**EXERCISE DESCRIPTION**
Copy every line of the data below word for word, and leave the pictures out of your copy.

**RECORDS FOR THIS TASK**
-------------------------

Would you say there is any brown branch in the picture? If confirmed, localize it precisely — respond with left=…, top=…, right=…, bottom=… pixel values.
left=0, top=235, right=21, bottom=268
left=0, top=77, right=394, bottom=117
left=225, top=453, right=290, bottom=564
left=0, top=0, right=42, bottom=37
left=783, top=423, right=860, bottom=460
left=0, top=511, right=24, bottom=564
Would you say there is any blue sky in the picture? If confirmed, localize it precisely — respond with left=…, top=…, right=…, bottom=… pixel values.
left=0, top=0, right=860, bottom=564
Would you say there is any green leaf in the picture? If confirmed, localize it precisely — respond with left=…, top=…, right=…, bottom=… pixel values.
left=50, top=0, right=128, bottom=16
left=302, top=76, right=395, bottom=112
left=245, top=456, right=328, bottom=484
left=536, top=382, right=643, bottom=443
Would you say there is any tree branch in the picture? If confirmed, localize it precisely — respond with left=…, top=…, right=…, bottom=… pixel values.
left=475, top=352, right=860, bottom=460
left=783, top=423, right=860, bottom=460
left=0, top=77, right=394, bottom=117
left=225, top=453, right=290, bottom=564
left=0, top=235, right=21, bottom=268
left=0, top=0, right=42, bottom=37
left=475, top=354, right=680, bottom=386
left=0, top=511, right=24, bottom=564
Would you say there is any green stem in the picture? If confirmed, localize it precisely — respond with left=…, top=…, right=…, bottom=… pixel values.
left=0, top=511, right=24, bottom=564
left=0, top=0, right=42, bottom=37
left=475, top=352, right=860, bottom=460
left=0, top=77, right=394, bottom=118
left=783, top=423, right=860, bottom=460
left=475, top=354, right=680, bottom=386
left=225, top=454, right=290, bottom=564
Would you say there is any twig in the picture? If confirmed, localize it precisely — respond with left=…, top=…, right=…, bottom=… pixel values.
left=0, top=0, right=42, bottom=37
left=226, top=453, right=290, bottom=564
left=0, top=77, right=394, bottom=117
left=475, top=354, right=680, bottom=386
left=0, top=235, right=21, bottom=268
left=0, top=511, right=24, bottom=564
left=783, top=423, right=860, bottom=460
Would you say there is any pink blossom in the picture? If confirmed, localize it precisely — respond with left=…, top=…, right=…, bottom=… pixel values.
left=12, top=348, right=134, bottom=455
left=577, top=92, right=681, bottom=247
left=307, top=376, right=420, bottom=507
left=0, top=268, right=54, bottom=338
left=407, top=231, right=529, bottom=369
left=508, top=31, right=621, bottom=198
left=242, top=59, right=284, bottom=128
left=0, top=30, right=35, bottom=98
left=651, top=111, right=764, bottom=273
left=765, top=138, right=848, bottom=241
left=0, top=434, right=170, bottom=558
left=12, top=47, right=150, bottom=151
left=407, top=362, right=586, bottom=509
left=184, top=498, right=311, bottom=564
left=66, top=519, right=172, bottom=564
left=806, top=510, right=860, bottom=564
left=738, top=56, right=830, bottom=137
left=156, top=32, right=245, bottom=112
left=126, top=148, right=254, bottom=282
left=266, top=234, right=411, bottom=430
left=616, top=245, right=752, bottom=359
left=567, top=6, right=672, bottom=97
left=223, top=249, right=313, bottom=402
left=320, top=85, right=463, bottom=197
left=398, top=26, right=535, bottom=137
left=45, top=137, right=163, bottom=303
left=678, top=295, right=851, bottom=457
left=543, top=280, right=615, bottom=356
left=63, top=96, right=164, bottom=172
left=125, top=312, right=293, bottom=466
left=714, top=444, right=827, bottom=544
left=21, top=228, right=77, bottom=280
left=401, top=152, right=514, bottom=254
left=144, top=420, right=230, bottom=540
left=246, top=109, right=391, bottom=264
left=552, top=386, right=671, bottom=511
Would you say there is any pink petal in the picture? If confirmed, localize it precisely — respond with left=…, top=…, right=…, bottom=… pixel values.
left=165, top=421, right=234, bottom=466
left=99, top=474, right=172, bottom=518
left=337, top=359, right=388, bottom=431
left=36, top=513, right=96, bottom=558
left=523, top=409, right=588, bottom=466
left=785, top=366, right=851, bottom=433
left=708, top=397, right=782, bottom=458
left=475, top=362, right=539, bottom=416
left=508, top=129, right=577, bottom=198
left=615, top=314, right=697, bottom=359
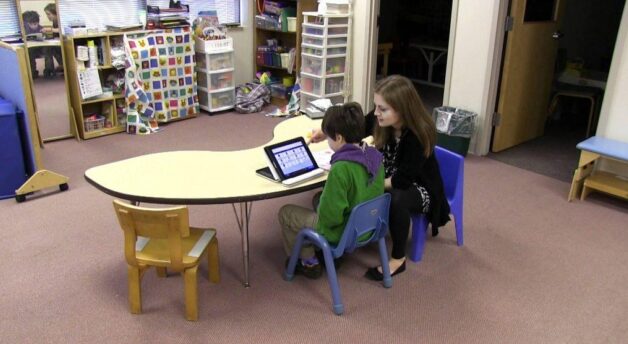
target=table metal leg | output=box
[231,202,253,288]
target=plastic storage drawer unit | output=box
[0,98,28,199]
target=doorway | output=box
[488,0,625,182]
[376,0,453,113]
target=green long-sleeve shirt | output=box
[316,160,384,244]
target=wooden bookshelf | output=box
[253,0,318,106]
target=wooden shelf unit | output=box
[63,32,131,139]
[253,0,318,106]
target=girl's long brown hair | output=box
[373,75,436,157]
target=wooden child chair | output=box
[113,200,220,320]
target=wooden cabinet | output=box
[300,12,351,113]
[253,0,318,106]
[63,33,126,139]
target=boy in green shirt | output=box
[279,103,384,279]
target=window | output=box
[0,0,20,37]
[59,0,146,30]
[147,0,240,24]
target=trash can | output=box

-------------------------

**RESULT BELOW**
Would you say there is any brown branch in the picture? If confirmed, localize it precisely — respond with left=…, top=…, right=…, bottom=… pixel values.
left=0, top=235, right=21, bottom=268
left=0, top=77, right=394, bottom=117
left=225, top=453, right=290, bottom=564
left=0, top=0, right=42, bottom=37
left=783, top=423, right=860, bottom=460
left=0, top=511, right=24, bottom=564
Would you say there is any blue sky in the picture? If confirmed, localize it precisely — respond with left=…, top=…, right=…, bottom=… pixel values.
left=0, top=0, right=860, bottom=564
Would you say there is any green leaf in the picture? If confirmed, localize it precisely — respond with left=…, top=…, right=…, bottom=… pixel values.
left=50, top=0, right=128, bottom=16
left=302, top=76, right=395, bottom=112
left=245, top=456, right=328, bottom=484
left=536, top=382, right=643, bottom=443
Would you say there is any tree branch in the picture? If confirmed, localize it precisely — respond with left=…, top=…, right=…, bottom=… pixel values.
left=475, top=352, right=860, bottom=460
left=783, top=423, right=860, bottom=460
left=0, top=77, right=394, bottom=117
left=225, top=453, right=290, bottom=564
left=0, top=235, right=21, bottom=268
left=0, top=0, right=42, bottom=37
left=475, top=354, right=680, bottom=386
left=0, top=511, right=24, bottom=564
Would you say there is any green stem in the picture? If confirmed, localize it precisely — respond with left=…, top=…, right=…, bottom=… pixel values.
left=0, top=511, right=24, bottom=564
left=0, top=0, right=42, bottom=37
left=475, top=352, right=860, bottom=460
left=0, top=77, right=394, bottom=118
left=783, top=423, right=860, bottom=460
left=475, top=354, right=680, bottom=386
left=225, top=454, right=290, bottom=564
Would you say there is any twig in the picture? If confirmed, localize it precisely — respond with left=…, top=…, right=…, bottom=… pixel values.
left=0, top=0, right=42, bottom=37
left=226, top=453, right=290, bottom=564
left=0, top=77, right=394, bottom=117
left=475, top=354, right=680, bottom=386
left=0, top=235, right=21, bottom=268
left=0, top=511, right=24, bottom=564
left=783, top=423, right=860, bottom=460
Would you say there is any pink blossom in the picture? If confirmed, localize it precisely — respond with left=…, top=…, right=…, bottom=… pixel values.
left=12, top=348, right=134, bottom=455
left=577, top=92, right=681, bottom=247
left=307, top=376, right=420, bottom=507
left=0, top=268, right=54, bottom=338
left=407, top=231, right=529, bottom=369
left=508, top=31, right=621, bottom=198
left=242, top=59, right=284, bottom=128
left=0, top=30, right=35, bottom=98
left=651, top=111, right=764, bottom=273
left=765, top=138, right=848, bottom=241
left=0, top=434, right=170, bottom=558
left=12, top=47, right=150, bottom=151
left=407, top=362, right=586, bottom=509
left=184, top=498, right=311, bottom=564
left=66, top=519, right=172, bottom=564
left=806, top=510, right=860, bottom=564
left=738, top=56, right=830, bottom=137
left=156, top=32, right=245, bottom=112
left=126, top=148, right=254, bottom=282
left=266, top=234, right=411, bottom=430
left=616, top=245, right=752, bottom=359
left=567, top=6, right=672, bottom=97
left=223, top=249, right=313, bottom=402
left=320, top=85, right=463, bottom=197
left=398, top=26, right=535, bottom=137
left=45, top=137, right=163, bottom=303
left=678, top=295, right=851, bottom=457
left=543, top=280, right=615, bottom=356
left=63, top=96, right=164, bottom=172
left=125, top=312, right=293, bottom=466
left=714, top=444, right=827, bottom=544
left=21, top=228, right=77, bottom=280
left=401, top=152, right=514, bottom=254
left=144, top=420, right=230, bottom=540
left=246, top=109, right=391, bottom=264
left=552, top=386, right=671, bottom=511
Would you say there is any pink petal in the picture? If confirmed, localize it precisely — respond with left=…, top=…, right=…, bottom=… pixel values.
left=165, top=421, right=234, bottom=466
left=99, top=474, right=172, bottom=518
left=337, top=359, right=388, bottom=431
left=36, top=513, right=96, bottom=558
left=523, top=409, right=588, bottom=466
left=785, top=366, right=851, bottom=433
left=708, top=397, right=782, bottom=458
left=475, top=362, right=539, bottom=416
left=508, top=129, right=577, bottom=198
left=615, top=314, right=697, bottom=359
target=table metal leg | output=box
[231,202,253,288]
target=plastic storage drawer unit | output=box
[0,98,28,199]
target=doorway | output=box
[488,0,625,182]
[376,0,453,113]
target=green long-sleeve shirt | output=box
[316,160,384,244]
target=wooden bookshelf | output=box
[253,0,318,106]
target=wooden shelf unit | output=box
[63,32,131,139]
[253,0,318,106]
target=girl's long brown hair | output=box
[373,75,436,157]
target=wooden child chair | output=box
[113,200,220,320]
target=wooden cabinet | output=box
[300,12,351,113]
[253,0,318,106]
[63,33,126,139]
target=boy in green shirt | output=box
[279,103,384,279]
target=window | output=box
[0,0,20,37]
[59,0,146,30]
[147,0,240,24]
target=trash can | output=box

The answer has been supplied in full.